#### Dokumen:
------

Dalam sebuah artikel berjudul, Gegevens Over Het Ontwerp En Den Bouw van De Spoorwegtunnel te Sasaksaat. Lijn Padalarang—Krawang (Informasi tentang desain dan konstruksi terowongan kereta api di Sasaksaat, Padalarang - Jalur Krawang) oleh A.W. Jacommeti dkk., seorang Insinyur dalam Pelayanan Kereta Api Negara di Hindia Belanda dan dimuat dalam jurnal berbahasa Belanda bernama De Ingenieur (Vol 29 No 51 Tahun 1914), dikaji perihal  analisis data pembiayaan pembangunan sejumlah terowongan yang saat itu belum ada yang mengulas secara detail sejak awal pembangunannya.


Isi artikel memfokuskan pada Stasiun Sasaksaat. Stasiun Sasaksaat (Cipatat, antara jalur Purwakarta dan Padalarang) sendiri dibangun pada tahun 1902-1903 namun terowongan paling tua yang dibangun di Jawa dan letaknya tidak jauh dari Stasiun Sasaksaat yaitu di Lampegan (antara Sukabumi-Cianjur) yang dibangun pada tahun 1879-1882.

Data pembangunan terowongan di Sasaksaat diperbandingkan dengan terowongan yang ada di wilayah Gombong. Tidak disebut dengan nama “Idjoe”, hanya “De tunnel nabij Gombong” (terowongan dekat Gombong, p. 989) dan “gelegen in lagen van mergelzandsteen en mergelkalk” (terletak di lapisan marlstone dan batu kapur, p.989). Istilah mergelzandsteen (marlstone) merujuk pada kandungan kalsium karbonat atau lumpur yang mengandung kapur dan lumpur.


Data yang diulas adalah desain konstruksi dan sejumlah pembiayaan material serta penggunaan bahan peledak (dinamit) untuk melubangi bukit yang akan dipergunakan untuk terowongan. Omong-omong soal bahan dinamit untuk meledakkan bukit yang akan dijadikan terowongan Idjoe, disebutkan sebb, “Voor de tunnel bij Gombong was gemiddeld per M3. ongeveer 0.46 K.G. dynamiet gebruikt” (Rata-rata untuk terowongan di Gombong adalah per M3. sekitar 0,46 K.G. dinamit digunakan -  p. 991). Kebutuhan dinamit per meter perseginya adalah 0,46 kg.

------

#### Tugas:
(a) Jawablah pertanyaan berikut berdasarkan teks tentang terowongan Sasaksaat.
(i) Dalam jurnal apa, beserta volume, nomor, dan tahunnya, artikel karya A.W. Jacommeti dkk. dimuat?
(ii) Pada tahun berapa Stasiun Sasaksaat dibangun?
(iii) Di mana letak terowongan paling tua di Jawa, dan kapan terowongan itu dibangun?
(b) Teruskan teks tentang terowongan Sasaksaat setelah kalimat terakhirnya.
Materi di bawah ini diambil dari sumber yang berbeda.

#### Informasi yang Tersedia:
------

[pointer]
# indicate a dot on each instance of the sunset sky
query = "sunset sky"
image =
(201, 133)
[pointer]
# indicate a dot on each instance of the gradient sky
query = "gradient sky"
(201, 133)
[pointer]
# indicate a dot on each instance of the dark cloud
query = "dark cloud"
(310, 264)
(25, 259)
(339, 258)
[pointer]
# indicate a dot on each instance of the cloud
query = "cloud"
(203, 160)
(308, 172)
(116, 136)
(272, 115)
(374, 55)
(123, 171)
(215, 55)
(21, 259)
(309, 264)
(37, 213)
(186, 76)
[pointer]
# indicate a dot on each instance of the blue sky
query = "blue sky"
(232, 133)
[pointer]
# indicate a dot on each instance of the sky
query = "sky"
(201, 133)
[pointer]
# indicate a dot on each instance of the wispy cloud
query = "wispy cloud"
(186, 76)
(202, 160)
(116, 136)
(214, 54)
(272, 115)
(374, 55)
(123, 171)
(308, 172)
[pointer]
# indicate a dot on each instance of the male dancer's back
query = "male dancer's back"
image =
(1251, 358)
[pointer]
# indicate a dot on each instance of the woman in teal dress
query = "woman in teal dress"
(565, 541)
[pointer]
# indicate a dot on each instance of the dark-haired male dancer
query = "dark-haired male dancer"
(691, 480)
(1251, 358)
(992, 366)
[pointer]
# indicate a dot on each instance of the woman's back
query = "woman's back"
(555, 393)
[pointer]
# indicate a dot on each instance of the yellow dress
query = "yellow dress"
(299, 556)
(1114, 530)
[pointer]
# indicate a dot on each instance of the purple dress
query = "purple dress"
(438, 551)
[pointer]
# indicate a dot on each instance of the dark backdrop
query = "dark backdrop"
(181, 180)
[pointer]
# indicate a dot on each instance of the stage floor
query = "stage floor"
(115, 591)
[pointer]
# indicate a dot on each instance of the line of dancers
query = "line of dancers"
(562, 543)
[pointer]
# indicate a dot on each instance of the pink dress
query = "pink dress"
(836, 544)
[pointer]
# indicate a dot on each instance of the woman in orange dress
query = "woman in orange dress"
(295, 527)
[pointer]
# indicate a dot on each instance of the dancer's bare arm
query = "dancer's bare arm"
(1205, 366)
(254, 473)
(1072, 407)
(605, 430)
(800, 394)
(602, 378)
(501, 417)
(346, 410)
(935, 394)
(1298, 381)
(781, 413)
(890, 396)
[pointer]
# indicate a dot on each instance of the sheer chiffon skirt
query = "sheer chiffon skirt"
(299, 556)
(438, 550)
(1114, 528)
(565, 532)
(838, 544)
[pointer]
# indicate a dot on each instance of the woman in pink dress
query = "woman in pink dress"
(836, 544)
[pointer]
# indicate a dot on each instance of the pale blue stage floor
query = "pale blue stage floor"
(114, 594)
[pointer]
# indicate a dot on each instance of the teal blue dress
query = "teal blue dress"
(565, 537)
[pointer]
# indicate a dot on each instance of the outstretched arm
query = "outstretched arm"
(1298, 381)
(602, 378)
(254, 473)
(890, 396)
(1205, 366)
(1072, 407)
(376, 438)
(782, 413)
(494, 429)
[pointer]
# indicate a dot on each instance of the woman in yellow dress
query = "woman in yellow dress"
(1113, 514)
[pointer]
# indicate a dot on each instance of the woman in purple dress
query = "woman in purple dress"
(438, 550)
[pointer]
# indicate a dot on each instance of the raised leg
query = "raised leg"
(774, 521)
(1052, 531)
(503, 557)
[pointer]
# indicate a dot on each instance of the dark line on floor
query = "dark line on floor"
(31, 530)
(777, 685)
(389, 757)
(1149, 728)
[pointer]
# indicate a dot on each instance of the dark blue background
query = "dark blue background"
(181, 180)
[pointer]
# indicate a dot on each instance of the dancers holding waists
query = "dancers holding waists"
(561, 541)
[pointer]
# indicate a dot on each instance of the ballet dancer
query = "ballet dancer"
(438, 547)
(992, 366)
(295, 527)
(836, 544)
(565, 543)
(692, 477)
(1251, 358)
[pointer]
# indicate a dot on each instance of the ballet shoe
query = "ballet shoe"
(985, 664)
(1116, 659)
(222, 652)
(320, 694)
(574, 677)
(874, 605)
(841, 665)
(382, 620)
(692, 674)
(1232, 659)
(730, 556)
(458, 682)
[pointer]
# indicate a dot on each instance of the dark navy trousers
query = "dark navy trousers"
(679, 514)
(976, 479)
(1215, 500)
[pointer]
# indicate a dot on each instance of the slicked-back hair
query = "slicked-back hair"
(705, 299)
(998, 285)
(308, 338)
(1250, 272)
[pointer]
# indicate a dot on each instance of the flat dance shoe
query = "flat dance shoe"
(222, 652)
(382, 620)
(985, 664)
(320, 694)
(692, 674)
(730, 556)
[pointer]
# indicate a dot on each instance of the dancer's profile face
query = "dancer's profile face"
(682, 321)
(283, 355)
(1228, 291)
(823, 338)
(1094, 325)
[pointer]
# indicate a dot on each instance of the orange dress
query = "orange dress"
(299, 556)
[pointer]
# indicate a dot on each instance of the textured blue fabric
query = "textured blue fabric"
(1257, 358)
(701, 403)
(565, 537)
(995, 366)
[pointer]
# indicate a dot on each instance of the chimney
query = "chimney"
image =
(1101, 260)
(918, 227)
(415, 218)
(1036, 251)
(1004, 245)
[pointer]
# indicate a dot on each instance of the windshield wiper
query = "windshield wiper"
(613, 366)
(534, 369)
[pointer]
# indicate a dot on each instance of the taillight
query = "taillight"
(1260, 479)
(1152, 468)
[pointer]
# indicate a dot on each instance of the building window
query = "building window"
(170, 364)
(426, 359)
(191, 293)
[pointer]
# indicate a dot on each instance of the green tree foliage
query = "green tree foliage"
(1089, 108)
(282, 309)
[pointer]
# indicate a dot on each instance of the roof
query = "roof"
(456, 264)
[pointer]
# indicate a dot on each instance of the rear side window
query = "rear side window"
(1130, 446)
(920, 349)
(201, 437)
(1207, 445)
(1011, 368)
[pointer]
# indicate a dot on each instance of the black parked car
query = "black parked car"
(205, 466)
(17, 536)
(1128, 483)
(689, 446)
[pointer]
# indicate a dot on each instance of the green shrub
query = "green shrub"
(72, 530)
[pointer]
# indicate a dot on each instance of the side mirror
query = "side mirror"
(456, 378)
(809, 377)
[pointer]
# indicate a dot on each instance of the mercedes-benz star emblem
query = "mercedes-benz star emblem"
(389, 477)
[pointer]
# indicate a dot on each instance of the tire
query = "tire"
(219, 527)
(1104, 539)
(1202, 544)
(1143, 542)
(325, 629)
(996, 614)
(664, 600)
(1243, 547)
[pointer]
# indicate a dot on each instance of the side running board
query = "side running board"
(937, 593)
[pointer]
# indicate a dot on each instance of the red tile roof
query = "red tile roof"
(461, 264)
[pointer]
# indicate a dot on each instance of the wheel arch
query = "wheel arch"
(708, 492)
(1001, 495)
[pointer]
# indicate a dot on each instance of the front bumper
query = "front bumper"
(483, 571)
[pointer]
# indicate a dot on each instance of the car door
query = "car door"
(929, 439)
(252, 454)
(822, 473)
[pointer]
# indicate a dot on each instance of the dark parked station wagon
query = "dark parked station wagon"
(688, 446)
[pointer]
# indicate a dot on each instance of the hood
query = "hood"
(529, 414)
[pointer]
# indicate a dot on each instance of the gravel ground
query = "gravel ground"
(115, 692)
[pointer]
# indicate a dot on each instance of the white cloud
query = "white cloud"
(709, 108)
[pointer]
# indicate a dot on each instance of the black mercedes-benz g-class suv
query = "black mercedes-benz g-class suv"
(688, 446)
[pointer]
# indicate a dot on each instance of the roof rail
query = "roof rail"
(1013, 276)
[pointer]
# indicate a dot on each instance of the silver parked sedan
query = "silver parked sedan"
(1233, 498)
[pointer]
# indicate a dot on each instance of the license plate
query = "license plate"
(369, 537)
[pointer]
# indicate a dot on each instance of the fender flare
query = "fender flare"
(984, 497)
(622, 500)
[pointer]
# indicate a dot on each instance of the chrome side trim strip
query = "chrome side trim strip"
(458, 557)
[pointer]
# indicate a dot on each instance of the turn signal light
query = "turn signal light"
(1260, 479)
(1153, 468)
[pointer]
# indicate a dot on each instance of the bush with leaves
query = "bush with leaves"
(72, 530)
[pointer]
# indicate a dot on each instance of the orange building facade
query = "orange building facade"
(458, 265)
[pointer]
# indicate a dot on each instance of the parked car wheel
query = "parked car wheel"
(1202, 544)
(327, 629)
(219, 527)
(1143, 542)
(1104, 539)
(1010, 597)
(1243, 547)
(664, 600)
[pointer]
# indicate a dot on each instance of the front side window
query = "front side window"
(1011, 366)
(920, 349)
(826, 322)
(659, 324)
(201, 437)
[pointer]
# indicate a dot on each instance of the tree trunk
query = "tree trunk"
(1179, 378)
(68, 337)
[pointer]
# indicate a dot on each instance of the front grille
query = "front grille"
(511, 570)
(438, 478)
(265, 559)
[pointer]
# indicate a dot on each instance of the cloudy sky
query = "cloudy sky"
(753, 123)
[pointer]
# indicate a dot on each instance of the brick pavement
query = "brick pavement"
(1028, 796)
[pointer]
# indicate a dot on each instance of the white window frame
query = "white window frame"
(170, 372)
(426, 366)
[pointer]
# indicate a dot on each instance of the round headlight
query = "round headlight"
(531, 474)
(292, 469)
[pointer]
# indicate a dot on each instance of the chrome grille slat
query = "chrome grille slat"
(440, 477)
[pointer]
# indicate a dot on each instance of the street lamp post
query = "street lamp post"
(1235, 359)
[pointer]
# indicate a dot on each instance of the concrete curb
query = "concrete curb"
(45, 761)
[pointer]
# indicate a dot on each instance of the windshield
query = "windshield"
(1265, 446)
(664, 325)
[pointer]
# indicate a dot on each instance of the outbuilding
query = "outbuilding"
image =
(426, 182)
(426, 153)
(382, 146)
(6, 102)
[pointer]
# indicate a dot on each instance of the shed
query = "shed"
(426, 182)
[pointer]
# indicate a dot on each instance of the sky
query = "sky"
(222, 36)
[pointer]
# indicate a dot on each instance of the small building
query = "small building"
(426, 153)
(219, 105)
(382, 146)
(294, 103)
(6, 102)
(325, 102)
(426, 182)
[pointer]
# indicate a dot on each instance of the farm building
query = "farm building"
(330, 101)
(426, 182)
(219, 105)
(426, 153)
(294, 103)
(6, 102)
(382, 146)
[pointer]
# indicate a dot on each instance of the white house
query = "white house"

------

#### Jawaban Tiap Tugas:
(a)
(i) De Ingenieur, Vol 29 No 51 Tahun 1914.
(ii) 1902–1903.
(iii) Di Lampegan (antara Sukabumi–Cianjur), dibangun pada tahun 1879–1882.

(b)
Artikel menyitir sejumlah penelitian yang telah dilakukan sebelumnya oleh J.M. Sweep dalam majalah/jurnal Koninklijk Instituut van Ingenieurs, Afdeeling Ned.-Indië, yang diterbitkan pada tahun 1888 —1889. Tulisan J.M. Sweep hanya terpaut dua tahun dari tarikh akhir pembangunan terowongan Idjoe yaitu 1886.

 

Demikian pula nama Terowongan Ijo (Idjoe) muncul dalam sebuah sebuah laporan kecil di majalah/jurnal Indische Mercuur (Vol. 38  No 7, 26 November 1915) dengan judul, Spoorwegtunnels op Java (Terowongan Kereta di Jawa - p. 984) dijelaskan sbb:

“Men schrijft aan het Soer. Hbl: Door den aanleg der lijnen Cheribon-Kroja en Bandjar-Parigi is het aantal spoorwegtunnels (Maleisch : ikan kakap) op Java verdubbeld, dus van 5 op 10 gebracht. De oudste is die van den Lampeganberg (halte Lampegan bij Soekaboemi), op welks hellingen gedeeltelijk de thee van de ondernemingen Goenoeng Kentjana en Lampegan groeit De meest bekende is die van Maswati (op het theeland Maswati).

De merkwaardigste is de tunnel van Idjoe bij Gombong, geboord dooreen lagen heuvel. Op een steenworp afstands er vandaan loopt een mooie straatweg, waarover de Gombongers zonder moeite kunnen fietsen. Men had, door het tracé te verleggen, dien tunnel niet behoeven te boren.

De kostbaarste in onderhoud is de Mrawan-tunnel nabij den Garahan-tunnel op de lijn Kalisat-Banjoewangi. De aardstorting in 1910, welke den Mrawan-tunnel verstopte, een gevolg vaneen technische fout, kostte den lande bijna een half millioen aan herstellingskosten. Nog niet voltooid zijnde tunnels Gambarsarie en Kaliradjoek dijn Cheribon-Kroja) alsmede de Wilhelmina-, Prins Hendriken Juliana-tunnel (lijn Bandjar-Parigi)”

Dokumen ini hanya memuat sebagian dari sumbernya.